Format every line of the entries below as a Markdown table with two columns, Row and Line. Skip blank lines and leave the pictures out.

____

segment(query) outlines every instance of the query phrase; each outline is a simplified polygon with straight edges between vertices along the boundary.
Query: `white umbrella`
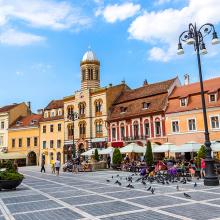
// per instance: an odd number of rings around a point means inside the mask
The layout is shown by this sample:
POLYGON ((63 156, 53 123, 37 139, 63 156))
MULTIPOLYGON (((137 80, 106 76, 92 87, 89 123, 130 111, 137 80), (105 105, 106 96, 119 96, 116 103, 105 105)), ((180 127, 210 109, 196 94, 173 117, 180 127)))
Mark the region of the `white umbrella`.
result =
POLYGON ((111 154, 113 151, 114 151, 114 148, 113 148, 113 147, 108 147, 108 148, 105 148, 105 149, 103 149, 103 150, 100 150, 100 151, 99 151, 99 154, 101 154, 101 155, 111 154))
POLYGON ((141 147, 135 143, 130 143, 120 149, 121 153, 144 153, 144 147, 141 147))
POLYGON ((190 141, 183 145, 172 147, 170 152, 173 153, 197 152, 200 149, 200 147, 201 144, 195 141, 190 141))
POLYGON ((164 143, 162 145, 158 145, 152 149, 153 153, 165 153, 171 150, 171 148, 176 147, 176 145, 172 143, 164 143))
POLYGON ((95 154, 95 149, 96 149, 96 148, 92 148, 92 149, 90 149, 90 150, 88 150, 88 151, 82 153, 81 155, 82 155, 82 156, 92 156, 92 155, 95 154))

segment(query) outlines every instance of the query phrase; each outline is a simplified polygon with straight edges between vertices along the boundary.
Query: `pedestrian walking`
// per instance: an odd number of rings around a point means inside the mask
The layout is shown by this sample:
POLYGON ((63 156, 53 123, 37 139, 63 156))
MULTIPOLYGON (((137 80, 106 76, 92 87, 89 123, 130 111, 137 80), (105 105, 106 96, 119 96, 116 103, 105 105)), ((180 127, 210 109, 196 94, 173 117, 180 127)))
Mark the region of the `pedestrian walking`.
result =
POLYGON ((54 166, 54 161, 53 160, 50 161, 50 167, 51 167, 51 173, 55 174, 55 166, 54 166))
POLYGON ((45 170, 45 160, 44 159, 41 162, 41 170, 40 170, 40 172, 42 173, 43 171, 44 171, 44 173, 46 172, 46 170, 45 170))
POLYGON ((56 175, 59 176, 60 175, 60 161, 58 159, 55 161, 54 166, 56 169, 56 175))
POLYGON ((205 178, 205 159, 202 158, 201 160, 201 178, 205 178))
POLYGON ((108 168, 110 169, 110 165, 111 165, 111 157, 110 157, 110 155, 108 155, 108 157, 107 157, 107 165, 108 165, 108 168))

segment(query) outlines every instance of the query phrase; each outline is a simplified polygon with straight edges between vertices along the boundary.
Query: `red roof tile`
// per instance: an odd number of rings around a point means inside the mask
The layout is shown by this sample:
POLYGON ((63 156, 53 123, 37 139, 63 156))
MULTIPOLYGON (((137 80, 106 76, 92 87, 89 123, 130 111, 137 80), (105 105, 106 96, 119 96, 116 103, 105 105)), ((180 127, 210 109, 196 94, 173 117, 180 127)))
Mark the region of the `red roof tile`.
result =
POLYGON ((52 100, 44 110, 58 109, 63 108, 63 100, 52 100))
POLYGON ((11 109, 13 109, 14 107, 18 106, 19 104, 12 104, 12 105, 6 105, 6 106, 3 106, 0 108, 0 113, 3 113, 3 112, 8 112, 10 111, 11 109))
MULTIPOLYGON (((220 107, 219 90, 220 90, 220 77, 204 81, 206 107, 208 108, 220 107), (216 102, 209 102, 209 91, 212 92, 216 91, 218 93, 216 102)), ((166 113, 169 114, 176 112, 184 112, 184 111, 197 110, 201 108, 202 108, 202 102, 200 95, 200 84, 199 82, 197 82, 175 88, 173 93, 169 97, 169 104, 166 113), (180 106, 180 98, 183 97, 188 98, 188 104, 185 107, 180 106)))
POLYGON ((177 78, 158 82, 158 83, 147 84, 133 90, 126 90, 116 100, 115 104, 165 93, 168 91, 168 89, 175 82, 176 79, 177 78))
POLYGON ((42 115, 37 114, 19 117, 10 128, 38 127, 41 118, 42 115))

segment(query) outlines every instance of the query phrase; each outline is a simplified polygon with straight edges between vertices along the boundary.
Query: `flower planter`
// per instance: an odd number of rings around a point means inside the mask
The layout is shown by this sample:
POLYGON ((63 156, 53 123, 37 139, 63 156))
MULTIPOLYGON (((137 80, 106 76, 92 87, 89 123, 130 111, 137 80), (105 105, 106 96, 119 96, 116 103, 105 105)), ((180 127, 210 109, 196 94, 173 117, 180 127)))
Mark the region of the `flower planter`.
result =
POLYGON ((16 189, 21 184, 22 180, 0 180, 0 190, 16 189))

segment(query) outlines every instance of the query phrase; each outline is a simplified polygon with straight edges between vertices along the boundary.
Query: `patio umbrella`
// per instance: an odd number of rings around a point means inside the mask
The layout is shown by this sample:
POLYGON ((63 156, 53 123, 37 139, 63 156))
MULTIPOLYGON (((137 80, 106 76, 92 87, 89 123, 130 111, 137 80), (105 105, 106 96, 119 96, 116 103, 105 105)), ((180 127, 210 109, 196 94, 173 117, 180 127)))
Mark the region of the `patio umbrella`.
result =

____

### Task result:
| Row | Line |
|---|---|
| 1 | segment(query) outlines every instance of the query phrase; each outline is a simplified polygon with straight edges between vertices along the boundary. |
| 2 | Query: `white umbrella` |
| 3 | // per instance: an odd number of rings around a point means inside the mask |
| 4 | The layout is shown by this sample: |
| 5 | POLYGON ((63 156, 53 123, 37 139, 63 156)) |
| 6 | MULTIPOLYGON (((137 80, 106 76, 92 87, 89 123, 130 111, 137 80), (105 105, 106 96, 119 96, 116 103, 105 105)), ((180 127, 210 109, 196 94, 173 117, 180 127))) |
| 7 | Mark the region of the `white umbrella`. |
| 8 | result = |
| 9 | POLYGON ((111 154, 113 151, 114 151, 114 148, 113 148, 113 147, 108 147, 108 148, 105 148, 105 149, 103 149, 103 150, 100 150, 100 151, 99 151, 99 154, 101 154, 101 155, 111 154)) |
| 10 | POLYGON ((141 147, 135 143, 130 143, 120 149, 121 153, 144 153, 144 147, 141 147)) |
| 11 | POLYGON ((190 141, 183 145, 172 147, 170 152, 173 153, 197 152, 200 149, 200 147, 201 144, 195 141, 190 141)) |
| 12 | POLYGON ((164 143, 162 145, 158 145, 152 149, 153 153, 165 153, 171 150, 171 148, 176 147, 176 145, 172 143, 164 143)) |
| 13 | POLYGON ((95 154, 95 149, 96 149, 96 148, 92 148, 92 149, 90 149, 90 150, 88 150, 88 151, 82 153, 81 155, 82 155, 82 156, 92 156, 92 155, 95 154)) |
| 14 | segment(query) outlines every instance of the query phrase; each outline is a simplified polygon with straight edges between vertices along the boundary. |
| 15 | Query: `pedestrian walking` |
| 16 | // per instance: an odd number of rings around a point means inside the mask |
| 17 | The layout is shown by this sample: |
| 18 | POLYGON ((63 156, 53 123, 37 139, 63 156)) |
| 19 | MULTIPOLYGON (((137 80, 106 76, 92 87, 89 123, 130 111, 137 80), (105 105, 106 96, 119 96, 116 103, 105 105)), ((180 127, 210 109, 196 94, 173 117, 180 127))) |
| 20 | Mark the region of the `pedestrian walking`. |
| 21 | result = |
| 22 | POLYGON ((54 166, 54 161, 53 160, 50 161, 50 167, 51 167, 51 173, 55 174, 55 166, 54 166)) |
| 23 | POLYGON ((45 170, 45 160, 44 159, 41 162, 41 170, 40 170, 40 172, 42 173, 43 171, 44 171, 44 173, 46 172, 46 170, 45 170)) |
| 24 | POLYGON ((56 175, 59 176, 60 175, 60 161, 58 159, 55 161, 54 166, 56 169, 56 175)) |
| 25 | POLYGON ((205 178, 205 159, 202 158, 201 160, 201 178, 205 178)) |
| 26 | POLYGON ((108 168, 110 169, 110 165, 111 165, 111 157, 110 157, 110 155, 108 155, 108 157, 107 157, 107 165, 108 165, 108 168)) |
| 27 | segment(query) outlines every instance of the query phrase; each outline is a simplified polygon with straight edges between vertices along the boundary. |
| 28 | Query: `red roof tile` |
| 29 | // per instance: an odd number of rings around a point means inside the mask |
| 30 | The layout is shown by this sample: |
| 31 | POLYGON ((63 156, 53 123, 37 139, 63 156)) |
| 32 | MULTIPOLYGON (((137 80, 106 76, 92 87, 89 123, 130 111, 137 80), (105 105, 106 96, 119 96, 116 103, 105 105)), ((180 127, 210 109, 196 94, 173 117, 180 127))) |
| 33 | Mark the region of the `red roof tile`. |
| 34 | result = |
| 35 | POLYGON ((52 100, 44 110, 58 109, 63 108, 63 100, 52 100)) |
| 36 | POLYGON ((11 109, 13 109, 14 107, 18 106, 19 104, 12 104, 12 105, 6 105, 6 106, 3 106, 0 108, 0 113, 3 113, 3 112, 8 112, 10 111, 11 109)) |
| 37 | MULTIPOLYGON (((220 107, 219 90, 220 90, 220 77, 204 81, 206 107, 208 108, 220 107), (216 102, 209 102, 209 91, 212 92, 216 91, 218 93, 216 102)), ((166 113, 169 114, 176 112, 184 112, 184 111, 197 110, 201 108, 202 108, 202 102, 200 95, 200 84, 199 82, 197 82, 175 88, 173 93, 169 97, 169 104, 166 113), (180 106, 180 98, 183 97, 188 98, 188 104, 185 107, 180 106))) |
| 38 | POLYGON ((177 78, 158 82, 158 83, 147 84, 133 90, 126 90, 116 100, 115 104, 165 93, 168 91, 168 89, 175 82, 176 79, 177 78)) |
| 39 | POLYGON ((42 115, 37 114, 19 117, 10 128, 38 127, 41 118, 42 115)) |
| 40 | segment(query) outlines every instance of the query phrase; each outline is a simplified polygon with straight edges between vertices along the boundary. |
| 41 | Query: `flower planter` |
| 42 | // per instance: an odd number of rings around a point means inside the mask |
| 43 | The layout is shown by this sample: |
| 44 | POLYGON ((63 156, 53 123, 37 139, 63 156)) |
| 45 | MULTIPOLYGON (((137 80, 106 76, 92 87, 89 123, 130 111, 137 80), (105 105, 106 96, 119 96, 116 103, 105 105)), ((180 127, 210 109, 196 94, 173 117, 180 127))) |
| 46 | Mark the region of the `flower planter`. |
| 47 | result = |
| 48 | POLYGON ((16 189, 21 184, 22 180, 0 180, 0 190, 16 189)) |
| 49 | segment(query) outlines every instance of the query phrase; each outline is a simplified polygon with straight edges between vertices along the boundary. |
| 50 | Query: `patio umbrella` |
| 51 | // per instance: an odd number of rings around a point means inside the mask |
| 52 | The layout is shown by this sample: |
| 53 | POLYGON ((63 156, 53 123, 37 139, 63 156)) |
| 54 | MULTIPOLYGON (((137 80, 106 76, 92 87, 89 123, 130 111, 137 80), (105 105, 106 96, 119 96, 116 103, 105 105)), ((180 127, 210 109, 196 94, 173 117, 180 127))) |
| 55 | Mark the region of the `patio umbrella`. |
| 56 | result = |